>> Start Record extracts

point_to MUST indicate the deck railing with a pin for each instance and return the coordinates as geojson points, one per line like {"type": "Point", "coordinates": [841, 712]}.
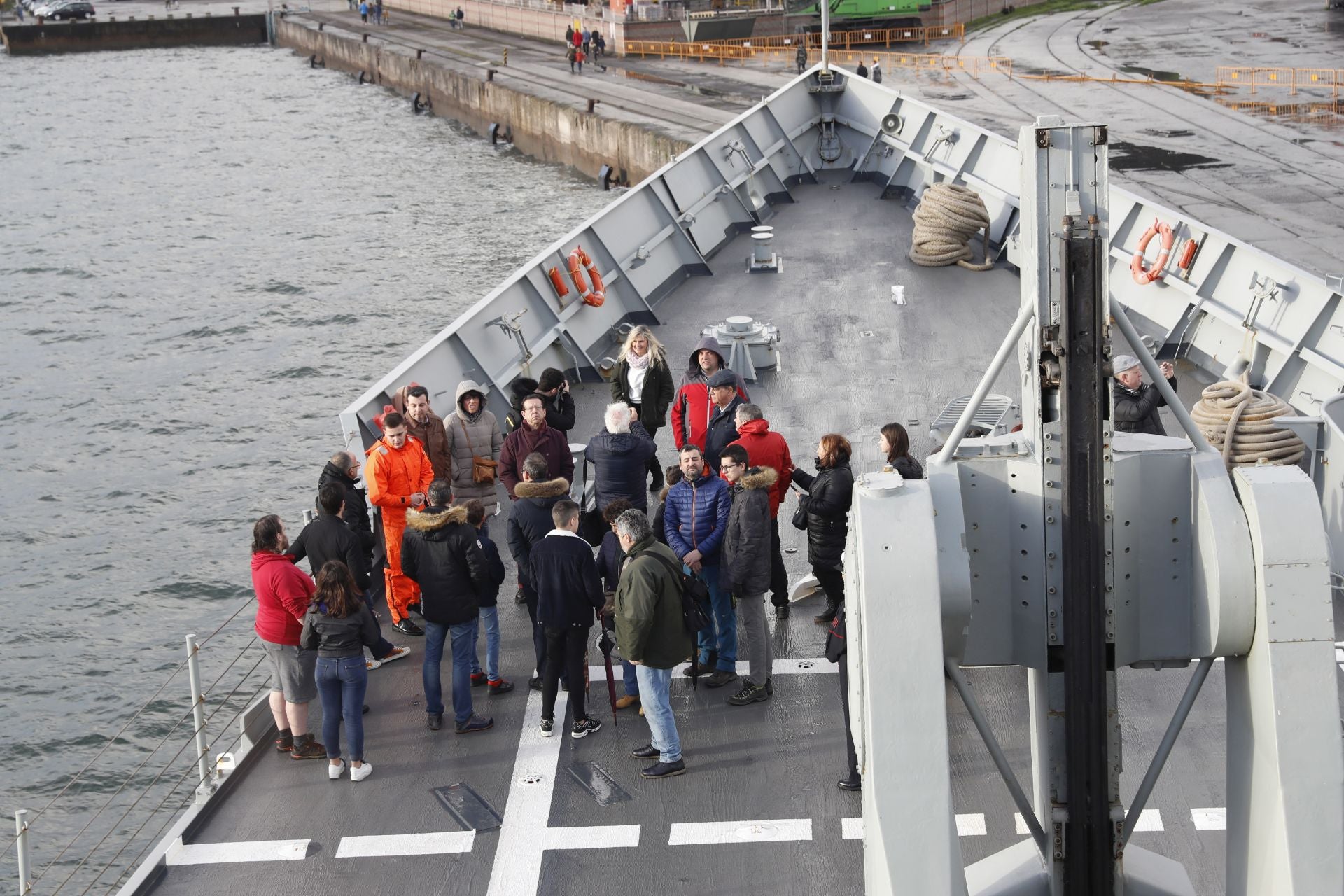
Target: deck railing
{"type": "Point", "coordinates": [167, 747]}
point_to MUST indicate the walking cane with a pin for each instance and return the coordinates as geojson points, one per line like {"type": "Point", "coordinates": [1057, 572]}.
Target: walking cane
{"type": "Point", "coordinates": [605, 645]}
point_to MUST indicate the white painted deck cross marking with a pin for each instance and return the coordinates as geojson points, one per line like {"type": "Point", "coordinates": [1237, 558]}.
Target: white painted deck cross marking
{"type": "Point", "coordinates": [253, 850]}
{"type": "Point", "coordinates": [428, 844]}
{"type": "Point", "coordinates": [739, 832]}
{"type": "Point", "coordinates": [1209, 818]}
{"type": "Point", "coordinates": [524, 833]}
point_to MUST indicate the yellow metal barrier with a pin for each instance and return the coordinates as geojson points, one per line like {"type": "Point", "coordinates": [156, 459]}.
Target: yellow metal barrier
{"type": "Point", "coordinates": [1294, 80]}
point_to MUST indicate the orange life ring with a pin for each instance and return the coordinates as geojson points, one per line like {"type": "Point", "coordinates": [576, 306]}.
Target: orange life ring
{"type": "Point", "coordinates": [1145, 276]}
{"type": "Point", "coordinates": [578, 261]}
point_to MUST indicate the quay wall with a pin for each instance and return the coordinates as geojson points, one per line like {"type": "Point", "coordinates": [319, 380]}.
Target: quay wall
{"type": "Point", "coordinates": [139, 34]}
{"type": "Point", "coordinates": [540, 128]}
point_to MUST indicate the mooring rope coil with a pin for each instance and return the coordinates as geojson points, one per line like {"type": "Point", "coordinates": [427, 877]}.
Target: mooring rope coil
{"type": "Point", "coordinates": [1234, 407]}
{"type": "Point", "coordinates": [948, 218]}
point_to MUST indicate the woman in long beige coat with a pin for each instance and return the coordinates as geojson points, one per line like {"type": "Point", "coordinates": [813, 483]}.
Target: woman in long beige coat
{"type": "Point", "coordinates": [472, 431]}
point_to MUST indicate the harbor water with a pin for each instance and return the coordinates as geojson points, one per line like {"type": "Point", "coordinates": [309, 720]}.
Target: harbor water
{"type": "Point", "coordinates": [204, 255]}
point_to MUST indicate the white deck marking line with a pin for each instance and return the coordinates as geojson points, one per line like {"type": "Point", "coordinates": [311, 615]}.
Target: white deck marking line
{"type": "Point", "coordinates": [524, 836]}
{"type": "Point", "coordinates": [972, 825]}
{"type": "Point", "coordinates": [1209, 818]}
{"type": "Point", "coordinates": [1149, 820]}
{"type": "Point", "coordinates": [739, 832]}
{"type": "Point", "coordinates": [428, 844]}
{"type": "Point", "coordinates": [594, 837]}
{"type": "Point", "coordinates": [251, 850]}
{"type": "Point", "coordinates": [797, 666]}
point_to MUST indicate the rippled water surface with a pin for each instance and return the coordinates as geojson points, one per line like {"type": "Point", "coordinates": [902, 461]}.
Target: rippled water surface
{"type": "Point", "coordinates": [204, 255]}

>> End Record extracts

Short task - Please repeat the entries exactly. Do not include the pictures.

Completed task -
point_to MUST indicate the deck railing with a pin for each instance and return the coordinates as geojson points, one per line like {"type": "Point", "coordinates": [841, 712]}.
Target: deck railing
{"type": "Point", "coordinates": [167, 747]}
point_to MUST indicate the walking cane with a pin for each instance and return the coordinates as geojson points, one per line like {"type": "Point", "coordinates": [1057, 572]}.
Target: walking cane
{"type": "Point", "coordinates": [605, 645]}
point_to MUST indicate the white painted deck cross marking with a pin for each instance and return the coordinates as geojson points, one per line like {"type": "Point", "coordinates": [1237, 558]}.
Target: white painted deck cross marking
{"type": "Point", "coordinates": [253, 850]}
{"type": "Point", "coordinates": [428, 844]}
{"type": "Point", "coordinates": [739, 832]}
{"type": "Point", "coordinates": [1209, 818]}
{"type": "Point", "coordinates": [524, 833]}
point_to MUST indicate the yellow metal barrier with a pin for each instance and return the coordinates as geojson points, one per line like {"type": "Point", "coordinates": [156, 459]}.
Target: yellow metal barrier
{"type": "Point", "coordinates": [1294, 80]}
point_to MUST indicate the orange life ring with a pin for each instance and return the coordinates as geojson points, one per line like {"type": "Point", "coordinates": [576, 306]}.
Target: orange life ring
{"type": "Point", "coordinates": [1145, 276]}
{"type": "Point", "coordinates": [578, 261]}
point_to MUST indicate the quay wall with a pin for each instance and return the coordinates as geojson points, one per line like {"type": "Point", "coordinates": [319, 380]}.
Target: quay wall
{"type": "Point", "coordinates": [139, 34]}
{"type": "Point", "coordinates": [540, 128]}
point_to MUST indicate the mooring rope coil with a pin for each instance and return the coordinates as geojson points, one per line like {"type": "Point", "coordinates": [427, 877]}.
Target: mooring rope coil
{"type": "Point", "coordinates": [1234, 407]}
{"type": "Point", "coordinates": [948, 218]}
point_to MUST indicate the woman in long beige coat with a pin for each instance and return the coordinates as geojson points, one per line like {"type": "Point", "coordinates": [813, 483]}.
Target: woman in long beige coat
{"type": "Point", "coordinates": [472, 431]}
point_to MUST indicate the harbor water with a pin for each instance and return the coordinates as geojson points, one per line like {"type": "Point", "coordinates": [309, 720]}.
Target: harbor water
{"type": "Point", "coordinates": [204, 255]}
point_to MUST indicate the white deck marking line with a pin for each instance and return the coordinates as geojson points, one per line like {"type": "Point", "coordinates": [311, 615]}.
Target: white deck marking line
{"type": "Point", "coordinates": [524, 836]}
{"type": "Point", "coordinates": [972, 825]}
{"type": "Point", "coordinates": [1209, 818]}
{"type": "Point", "coordinates": [1149, 820]}
{"type": "Point", "coordinates": [739, 832]}
{"type": "Point", "coordinates": [428, 844]}
{"type": "Point", "coordinates": [594, 837]}
{"type": "Point", "coordinates": [251, 850]}
{"type": "Point", "coordinates": [797, 666]}
point_to MUST indicate the rippled water surface with a pin for each instance and return the coordinates as geojson points, one per line like {"type": "Point", "coordinates": [902, 461]}.
Target: rippled water surface
{"type": "Point", "coordinates": [204, 255]}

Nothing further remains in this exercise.